## TASK PROMPT
Return the part of the passage about Penn Jillette's atheism that starts with "Believing there is no God gives" and goes on through "court of appeal.", copied word for word.
Start of PASSAGE PROVIDED
Believing there is no God means the suffering I've seen in my family, and indeed all the suffering in the world, isn't caused by an omniscient, omnipresent, omnipotent force that isn't bothered to help or is just testing us, but rather something we all may be able to help others with in the future. No God means the possibility of less suffering in the future.The thing that I can't help but reflect on is that the same subjective advantages Jillette sees in atheism are totally absent when I look at it. What ground does Jillette have for believing that the blobs of DNA he has chosen to call 'family' are any more worth valuing than the other blobs walking around? What reason other than his own physical sensations does Jillette have for his notion that suffering is 'bad' or something not to be done to others?
Believing there is no God gives me more room for belief in family, people, love, truth, beauty, sex, Jell-O and all the other things I can prove and that make this life the best life I will ever have.
The fact is, Penn Jillette is a terrifically moral man who cannot account for his morality. He can assert it all the live-long day, and he has in his book. I've seen how mad he gets when people lie, for example. I love it. It's just that in his universe, I should be able to lie to him without him getting all morally superior and telling me to cut it out. And even if he does, in his universe, there is no higher court of appeal.
End of PASSAGE PROVIDED
Start of AVAILABLE DATA
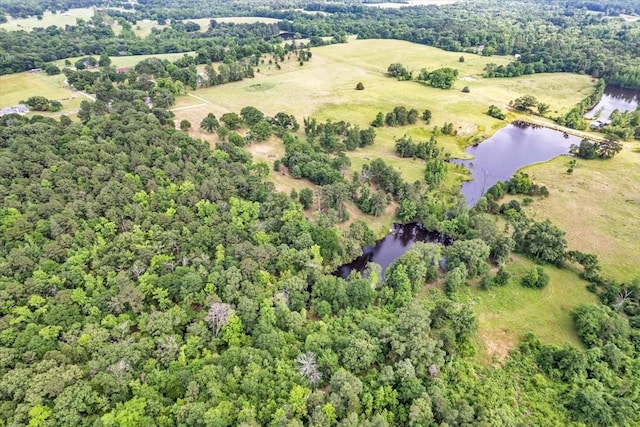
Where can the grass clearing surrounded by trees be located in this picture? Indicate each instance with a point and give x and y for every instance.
(18, 87)
(59, 19)
(507, 313)
(325, 88)
(598, 206)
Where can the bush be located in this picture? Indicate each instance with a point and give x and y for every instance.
(535, 278)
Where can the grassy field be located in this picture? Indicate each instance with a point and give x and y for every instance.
(506, 313)
(598, 206)
(325, 88)
(48, 19)
(143, 28)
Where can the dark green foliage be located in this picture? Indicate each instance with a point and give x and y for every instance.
(40, 103)
(591, 149)
(442, 78)
(251, 115)
(524, 103)
(231, 120)
(338, 136)
(185, 124)
(535, 278)
(473, 254)
(575, 118)
(52, 69)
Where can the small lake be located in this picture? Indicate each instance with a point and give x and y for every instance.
(614, 98)
(401, 238)
(508, 150)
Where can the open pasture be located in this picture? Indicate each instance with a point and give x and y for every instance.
(59, 19)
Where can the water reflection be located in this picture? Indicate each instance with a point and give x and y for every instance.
(614, 98)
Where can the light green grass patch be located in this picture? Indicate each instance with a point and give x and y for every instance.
(204, 22)
(325, 88)
(243, 20)
(506, 314)
(18, 87)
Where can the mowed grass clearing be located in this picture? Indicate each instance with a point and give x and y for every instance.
(126, 61)
(59, 19)
(598, 206)
(507, 313)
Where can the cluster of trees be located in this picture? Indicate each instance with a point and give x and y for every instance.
(546, 37)
(574, 119)
(148, 279)
(232, 72)
(582, 41)
(400, 116)
(436, 168)
(623, 125)
(496, 112)
(225, 42)
(261, 127)
(592, 149)
(442, 78)
(338, 136)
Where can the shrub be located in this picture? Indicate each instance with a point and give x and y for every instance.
(535, 278)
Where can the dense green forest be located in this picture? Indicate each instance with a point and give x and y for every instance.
(147, 278)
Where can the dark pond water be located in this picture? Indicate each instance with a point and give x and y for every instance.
(614, 98)
(392, 246)
(511, 148)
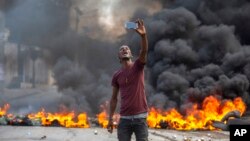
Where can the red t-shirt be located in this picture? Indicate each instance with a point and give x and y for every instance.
(130, 83)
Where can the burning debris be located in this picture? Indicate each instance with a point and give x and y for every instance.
(198, 117)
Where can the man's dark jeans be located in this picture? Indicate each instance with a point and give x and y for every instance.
(127, 127)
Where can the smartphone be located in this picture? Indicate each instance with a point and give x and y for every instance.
(131, 25)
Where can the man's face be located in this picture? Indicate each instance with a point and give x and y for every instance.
(125, 52)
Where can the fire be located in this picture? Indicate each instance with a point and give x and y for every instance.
(64, 119)
(196, 118)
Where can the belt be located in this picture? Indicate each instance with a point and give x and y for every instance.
(142, 115)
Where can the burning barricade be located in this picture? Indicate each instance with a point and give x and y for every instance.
(212, 114)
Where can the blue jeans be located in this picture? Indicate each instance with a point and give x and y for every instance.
(127, 127)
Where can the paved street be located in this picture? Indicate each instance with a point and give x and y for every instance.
(25, 133)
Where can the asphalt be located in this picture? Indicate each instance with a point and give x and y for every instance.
(30, 133)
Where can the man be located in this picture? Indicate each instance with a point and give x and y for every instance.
(129, 81)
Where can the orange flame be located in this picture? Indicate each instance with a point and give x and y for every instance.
(212, 109)
(196, 118)
(64, 119)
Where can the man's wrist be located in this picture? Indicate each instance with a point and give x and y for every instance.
(143, 35)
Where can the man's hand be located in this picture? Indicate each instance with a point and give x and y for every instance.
(141, 28)
(110, 126)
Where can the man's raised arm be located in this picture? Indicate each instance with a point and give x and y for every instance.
(144, 42)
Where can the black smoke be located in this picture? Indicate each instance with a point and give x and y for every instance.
(198, 48)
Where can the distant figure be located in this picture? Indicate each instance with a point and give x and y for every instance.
(129, 81)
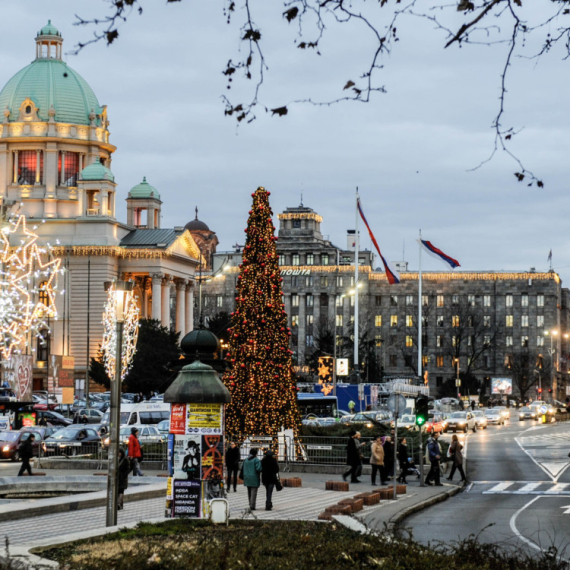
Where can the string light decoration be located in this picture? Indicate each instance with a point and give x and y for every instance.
(130, 333)
(28, 281)
(261, 382)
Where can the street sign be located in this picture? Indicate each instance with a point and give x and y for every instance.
(342, 366)
(396, 401)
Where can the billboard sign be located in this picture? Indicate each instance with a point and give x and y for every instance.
(501, 386)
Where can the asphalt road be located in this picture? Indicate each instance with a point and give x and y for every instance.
(519, 491)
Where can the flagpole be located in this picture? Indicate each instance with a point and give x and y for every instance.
(420, 311)
(356, 255)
End of AVAILABLE DATA
## YOUR SOLUTION
Believing there is no God gives me more room for belief in family, people, love, truth, beauty, sex, Jell-O and all the other things I can prove and that make this life the best life I will ever have.
The fact is, Penn Jillette is a terrifically moral man who cannot account for his morality. He can assert it all the live-long day, and he has in his book. I've seen how mad he gets when people lie, for example. I love it. It's just that in his universe, I should be able to lie to him without him getting all morally superior and telling me to cut it out. And even if he does, in his universe, there is no higher court of appeal.